§ Text section
# # #

What are the aftereffects of a bankruptcy?

Sunday, September 21st, 2008

Filing for bankruptcy can be a lifesaver for an individual or company caught in a bad debt situation, but it can also follow around after you later and impact on your life for many years. Prior to taking such a step, it is wise to research other available options to avoid a bankruptcy, if possible. There are many companies that can assist you in preparing a debt repayment plan that you can afford without going to the extremes of a bankruptcy. These companies do collect a fee for their services, but oftentimes can reduce your debt by a substantial amount. There are some restrictions, such as the amount of income you make and the value of any property you own, which will affect whether or not you are eligible for a repayment plan.

However, if filing for bankruptcy cannot be avoided, you should consult with a legal professional to determine which chapter is the best for you.

You should also know that once you file for bankruptcy, you will be protected from continual collection attempts by the “automatic stay” that is put into effect upon filing. This also includes existing lawsuits, auto repossession and wage garnishes. You might even be eligible for money damages against any creditors that continue to attempt to collect from you after filing.

# # #

[Shape boundary entries]

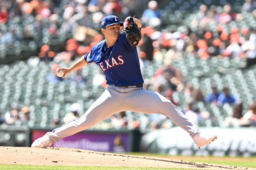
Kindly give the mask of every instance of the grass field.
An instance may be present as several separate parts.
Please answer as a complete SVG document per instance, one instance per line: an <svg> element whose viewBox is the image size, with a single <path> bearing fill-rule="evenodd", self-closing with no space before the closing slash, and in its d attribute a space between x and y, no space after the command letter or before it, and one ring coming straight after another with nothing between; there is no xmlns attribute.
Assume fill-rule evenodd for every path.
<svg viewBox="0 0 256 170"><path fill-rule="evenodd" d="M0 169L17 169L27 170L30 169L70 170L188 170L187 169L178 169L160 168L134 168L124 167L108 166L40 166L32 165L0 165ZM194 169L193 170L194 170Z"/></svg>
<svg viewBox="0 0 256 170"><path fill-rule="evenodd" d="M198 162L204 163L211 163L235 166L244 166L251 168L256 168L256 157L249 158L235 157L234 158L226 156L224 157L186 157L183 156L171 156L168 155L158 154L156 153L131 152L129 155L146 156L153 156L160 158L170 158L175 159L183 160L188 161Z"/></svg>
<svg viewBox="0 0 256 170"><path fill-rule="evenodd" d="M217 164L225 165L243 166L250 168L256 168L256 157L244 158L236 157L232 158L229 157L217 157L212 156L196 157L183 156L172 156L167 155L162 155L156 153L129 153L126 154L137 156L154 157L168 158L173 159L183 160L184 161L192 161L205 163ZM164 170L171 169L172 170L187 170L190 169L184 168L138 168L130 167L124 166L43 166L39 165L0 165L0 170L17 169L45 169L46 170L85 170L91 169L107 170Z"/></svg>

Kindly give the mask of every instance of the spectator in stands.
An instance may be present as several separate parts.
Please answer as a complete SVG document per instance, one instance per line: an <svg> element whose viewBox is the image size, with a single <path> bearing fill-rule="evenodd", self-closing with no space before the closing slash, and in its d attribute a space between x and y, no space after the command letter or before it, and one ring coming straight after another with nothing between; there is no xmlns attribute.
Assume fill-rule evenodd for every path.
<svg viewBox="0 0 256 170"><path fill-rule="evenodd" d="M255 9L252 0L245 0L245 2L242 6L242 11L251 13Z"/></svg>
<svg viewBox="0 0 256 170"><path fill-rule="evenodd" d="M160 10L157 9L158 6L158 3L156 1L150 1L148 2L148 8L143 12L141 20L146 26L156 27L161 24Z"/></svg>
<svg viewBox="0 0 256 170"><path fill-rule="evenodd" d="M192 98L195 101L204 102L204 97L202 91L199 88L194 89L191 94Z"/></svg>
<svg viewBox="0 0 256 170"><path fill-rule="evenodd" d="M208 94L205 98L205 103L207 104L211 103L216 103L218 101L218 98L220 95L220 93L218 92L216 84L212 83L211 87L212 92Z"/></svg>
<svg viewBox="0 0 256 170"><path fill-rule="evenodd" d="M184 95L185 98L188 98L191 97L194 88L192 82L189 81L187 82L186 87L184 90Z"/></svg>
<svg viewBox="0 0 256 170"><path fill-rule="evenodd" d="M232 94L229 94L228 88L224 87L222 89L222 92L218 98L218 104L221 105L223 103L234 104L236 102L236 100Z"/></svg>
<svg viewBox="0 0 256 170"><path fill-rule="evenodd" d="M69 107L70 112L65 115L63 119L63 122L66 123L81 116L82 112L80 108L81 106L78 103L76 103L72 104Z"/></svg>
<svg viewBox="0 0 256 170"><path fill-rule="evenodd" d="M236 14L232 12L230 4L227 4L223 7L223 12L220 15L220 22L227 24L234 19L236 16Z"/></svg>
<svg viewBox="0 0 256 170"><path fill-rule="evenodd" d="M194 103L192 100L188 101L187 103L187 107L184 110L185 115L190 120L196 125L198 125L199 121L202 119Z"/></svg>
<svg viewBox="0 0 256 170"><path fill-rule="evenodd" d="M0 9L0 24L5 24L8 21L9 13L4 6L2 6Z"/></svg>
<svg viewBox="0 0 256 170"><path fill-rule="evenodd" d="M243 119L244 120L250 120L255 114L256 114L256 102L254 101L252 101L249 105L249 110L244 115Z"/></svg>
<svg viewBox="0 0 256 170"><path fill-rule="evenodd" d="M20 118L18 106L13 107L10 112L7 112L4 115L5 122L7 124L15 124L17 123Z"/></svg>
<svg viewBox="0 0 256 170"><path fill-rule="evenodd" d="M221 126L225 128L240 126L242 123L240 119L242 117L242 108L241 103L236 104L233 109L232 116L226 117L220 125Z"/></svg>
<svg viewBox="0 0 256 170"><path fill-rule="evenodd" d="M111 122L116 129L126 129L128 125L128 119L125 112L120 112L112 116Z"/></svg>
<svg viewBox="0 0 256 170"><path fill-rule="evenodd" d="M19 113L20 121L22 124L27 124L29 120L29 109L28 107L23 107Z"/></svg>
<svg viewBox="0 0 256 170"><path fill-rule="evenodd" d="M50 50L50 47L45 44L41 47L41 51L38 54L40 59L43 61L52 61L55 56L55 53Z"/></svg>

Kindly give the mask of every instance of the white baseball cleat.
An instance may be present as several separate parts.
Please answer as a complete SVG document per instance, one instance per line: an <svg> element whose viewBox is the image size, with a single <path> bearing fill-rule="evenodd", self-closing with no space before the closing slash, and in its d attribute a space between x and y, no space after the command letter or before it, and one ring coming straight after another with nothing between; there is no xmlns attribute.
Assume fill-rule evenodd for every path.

# # #

§ Written tasks
1) Write out the part of the bankruptcy text that opens with the words containing "Filing for bankruptcy can be" and closes with "a repayment plan.".
2) Convert the listing, from its start through the line containing "169L17 169L27 170L30", into a Markdown table with a Row column giving each row's number and a Line column giving the line, skipping blank lines. Leave the pictures out of the answer.

§ Answers to each task
1)
Filing for bankruptcy can be a lifesaver for an individual or company caught in a bad debt situation, but it can also follow around after you later and impact on your life for many years. Prior to taking such a step, it is wise to research other available options to avoid a bankruptcy, if possible. There are many companies that can assist you in preparing a debt repayment plan that you can afford without going to the extremes of a bankruptcy. These companies do collect a fee for their services, but oftentimes can reduce your debt by a substantial amount. There are some restrictions, such as the amount of income you make and the value of any property you own, which will affect whether or not you are eligible for a repayment plan.

2)
| Row | Line |
|---|---|
| 1 | Kindly give the mask of every instance of the grass field. |
| 2 | An instance may be present as several separate parts. |
| 3 | Please answer as a complete SVG document per instance, one instance per line: an <svg> element whose viewBox is the image size, with a single <path> bearing fill-rule="evenodd", self-closing with no space before the closing slash, and in its d attribute a space between x and y, no space after the command letter or before it, and one ring coming straight after another with nothing between; there is no xmlns attribute. |
| 4 | Assume fill-rule evenodd for every path. |
| 5 | <svg viewBox="0 0 256 170"><path fill-rule="evenodd" d="M0 169L17 169L27 170L30 169L70 170L188 170L187 169L178 169L160 168L134 168L124 167L108 166L40 166L32 165L0 165ZM194 169L193 170L194 170Z"/></svg> |